Before Brown, C.J., Nettesheim and Snyder, JJ.
¶1 SNYDER, J. Tod Raehl and Julie Raehl, d/b/a Raehl Construction Co., appeal from a summary judgment relieving their insurer, Acuity, of its duty to defend and dismissing Acuity from the case. Raehl contends that the allegations against it, if proven, would give rise to liability under the terms and conditions of its commercial general liability insurance policy, and would therefore trigger Acuity’s duty to defend. Because we agree with the circuit court that the allegations found within the four corners of the complaint fail to sufficiently allege facts showing or allowing for the inference of an occurrence as defined in the policy, we affirm the judgment of the circuit court.

Directions for this task: Reproduce the court opinion from "Before Brown, C.J., Nettesheim" to "the circuit court.", word for word. Work only from the court opinion.

Dataset records:
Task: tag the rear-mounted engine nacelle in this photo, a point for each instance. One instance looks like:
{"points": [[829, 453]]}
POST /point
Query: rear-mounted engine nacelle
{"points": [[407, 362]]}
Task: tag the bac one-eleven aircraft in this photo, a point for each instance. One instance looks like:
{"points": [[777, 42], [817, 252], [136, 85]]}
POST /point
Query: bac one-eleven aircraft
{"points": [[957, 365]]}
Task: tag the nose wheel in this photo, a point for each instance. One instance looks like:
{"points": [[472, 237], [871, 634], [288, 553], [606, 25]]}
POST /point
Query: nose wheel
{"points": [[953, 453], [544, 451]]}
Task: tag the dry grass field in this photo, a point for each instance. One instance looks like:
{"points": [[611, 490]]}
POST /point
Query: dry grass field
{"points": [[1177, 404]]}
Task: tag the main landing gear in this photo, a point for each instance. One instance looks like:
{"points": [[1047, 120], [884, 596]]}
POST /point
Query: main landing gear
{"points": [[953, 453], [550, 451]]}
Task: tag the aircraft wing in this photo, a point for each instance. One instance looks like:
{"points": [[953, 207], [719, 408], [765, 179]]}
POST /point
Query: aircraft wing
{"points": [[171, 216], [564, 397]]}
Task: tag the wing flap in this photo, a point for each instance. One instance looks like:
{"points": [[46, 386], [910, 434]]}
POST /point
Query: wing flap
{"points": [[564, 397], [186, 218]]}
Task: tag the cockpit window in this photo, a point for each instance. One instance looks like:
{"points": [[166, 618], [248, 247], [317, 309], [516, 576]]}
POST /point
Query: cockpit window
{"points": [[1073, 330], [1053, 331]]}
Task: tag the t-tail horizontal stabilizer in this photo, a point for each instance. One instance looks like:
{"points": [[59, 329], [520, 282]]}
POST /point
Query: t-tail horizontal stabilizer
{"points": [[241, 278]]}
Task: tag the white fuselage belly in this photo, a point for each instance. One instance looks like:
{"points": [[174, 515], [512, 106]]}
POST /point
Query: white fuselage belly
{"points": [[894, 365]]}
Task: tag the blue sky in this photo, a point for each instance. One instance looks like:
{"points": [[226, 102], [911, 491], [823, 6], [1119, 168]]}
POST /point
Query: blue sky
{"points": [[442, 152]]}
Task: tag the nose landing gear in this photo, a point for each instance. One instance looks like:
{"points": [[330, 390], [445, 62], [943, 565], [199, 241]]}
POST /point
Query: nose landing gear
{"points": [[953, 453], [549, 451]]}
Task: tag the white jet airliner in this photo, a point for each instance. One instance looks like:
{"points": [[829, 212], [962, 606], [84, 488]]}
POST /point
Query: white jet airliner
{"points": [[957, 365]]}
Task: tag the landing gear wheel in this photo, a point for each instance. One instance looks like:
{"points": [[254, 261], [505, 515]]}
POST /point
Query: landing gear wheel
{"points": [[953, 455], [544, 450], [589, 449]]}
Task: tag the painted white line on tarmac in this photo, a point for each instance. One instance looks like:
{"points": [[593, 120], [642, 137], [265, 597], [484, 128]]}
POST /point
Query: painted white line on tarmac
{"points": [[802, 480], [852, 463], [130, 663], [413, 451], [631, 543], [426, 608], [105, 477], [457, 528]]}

--

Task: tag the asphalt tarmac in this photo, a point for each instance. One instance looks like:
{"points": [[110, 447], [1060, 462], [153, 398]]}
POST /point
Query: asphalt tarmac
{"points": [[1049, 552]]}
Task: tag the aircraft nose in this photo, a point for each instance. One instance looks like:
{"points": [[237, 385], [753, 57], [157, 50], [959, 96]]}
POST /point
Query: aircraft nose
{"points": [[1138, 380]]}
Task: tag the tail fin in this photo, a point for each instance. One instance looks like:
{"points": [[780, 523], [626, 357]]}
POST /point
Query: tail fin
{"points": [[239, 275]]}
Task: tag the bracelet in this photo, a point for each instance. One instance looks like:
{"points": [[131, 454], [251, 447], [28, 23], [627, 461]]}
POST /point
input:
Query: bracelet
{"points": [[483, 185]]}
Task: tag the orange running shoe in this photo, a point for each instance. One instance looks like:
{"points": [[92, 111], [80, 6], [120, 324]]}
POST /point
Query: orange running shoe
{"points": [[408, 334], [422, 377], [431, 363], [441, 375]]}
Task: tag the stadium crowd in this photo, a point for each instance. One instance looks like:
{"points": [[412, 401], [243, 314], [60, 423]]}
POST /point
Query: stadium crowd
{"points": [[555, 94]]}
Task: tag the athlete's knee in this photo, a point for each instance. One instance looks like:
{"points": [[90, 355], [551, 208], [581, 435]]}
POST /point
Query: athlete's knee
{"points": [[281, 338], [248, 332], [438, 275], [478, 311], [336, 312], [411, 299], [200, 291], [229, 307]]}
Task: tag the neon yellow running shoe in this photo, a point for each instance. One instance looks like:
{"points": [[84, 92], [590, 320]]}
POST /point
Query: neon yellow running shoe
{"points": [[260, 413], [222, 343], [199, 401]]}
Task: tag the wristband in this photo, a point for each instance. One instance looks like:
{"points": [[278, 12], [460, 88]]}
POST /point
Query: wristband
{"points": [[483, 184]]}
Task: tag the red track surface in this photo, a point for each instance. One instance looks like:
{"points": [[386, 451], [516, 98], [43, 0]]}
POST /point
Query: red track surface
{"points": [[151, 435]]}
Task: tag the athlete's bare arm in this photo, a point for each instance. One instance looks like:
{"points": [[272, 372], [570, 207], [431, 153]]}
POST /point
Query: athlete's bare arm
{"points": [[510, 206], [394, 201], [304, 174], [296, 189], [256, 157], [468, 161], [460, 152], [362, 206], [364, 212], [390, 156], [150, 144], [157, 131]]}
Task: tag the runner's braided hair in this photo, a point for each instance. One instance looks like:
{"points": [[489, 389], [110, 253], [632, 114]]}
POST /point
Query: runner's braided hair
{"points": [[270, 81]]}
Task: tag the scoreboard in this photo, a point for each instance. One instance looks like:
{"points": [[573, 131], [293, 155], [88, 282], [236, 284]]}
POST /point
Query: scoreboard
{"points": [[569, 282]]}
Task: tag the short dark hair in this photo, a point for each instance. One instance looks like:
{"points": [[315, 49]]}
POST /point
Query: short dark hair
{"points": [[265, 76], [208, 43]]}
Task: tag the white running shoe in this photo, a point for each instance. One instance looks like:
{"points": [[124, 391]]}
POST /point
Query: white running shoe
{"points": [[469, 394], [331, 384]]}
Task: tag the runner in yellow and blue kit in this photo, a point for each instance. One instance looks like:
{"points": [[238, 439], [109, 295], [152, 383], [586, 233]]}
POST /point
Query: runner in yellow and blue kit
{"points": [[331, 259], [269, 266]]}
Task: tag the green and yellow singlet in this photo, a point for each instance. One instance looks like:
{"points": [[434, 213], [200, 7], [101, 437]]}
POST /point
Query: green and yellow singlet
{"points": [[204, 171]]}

Task response:
Before Brown, C.J., Nettesheim and Snyder, JJ.
¶1 SNYDER, J. Tod Raehl and Julie Raehl, d/b/a Raehl Construction Co., appeal from a summary judgment relieving their insurer, Acuity, of its duty to defend and dismissing Acuity from the case. Raehl contends that the allegations against it, if proven, would give rise to liability under the terms and conditions of its commercial general liability insurance policy, and would therefore trigger Acuity’s duty to defend. Because we agree with the circuit court that the allegations found within the four corners of the complaint fail to sufficiently allege facts showing or allowing for the inference of an occurrence as defined in the policy, we affirm the judgment of the circuit court.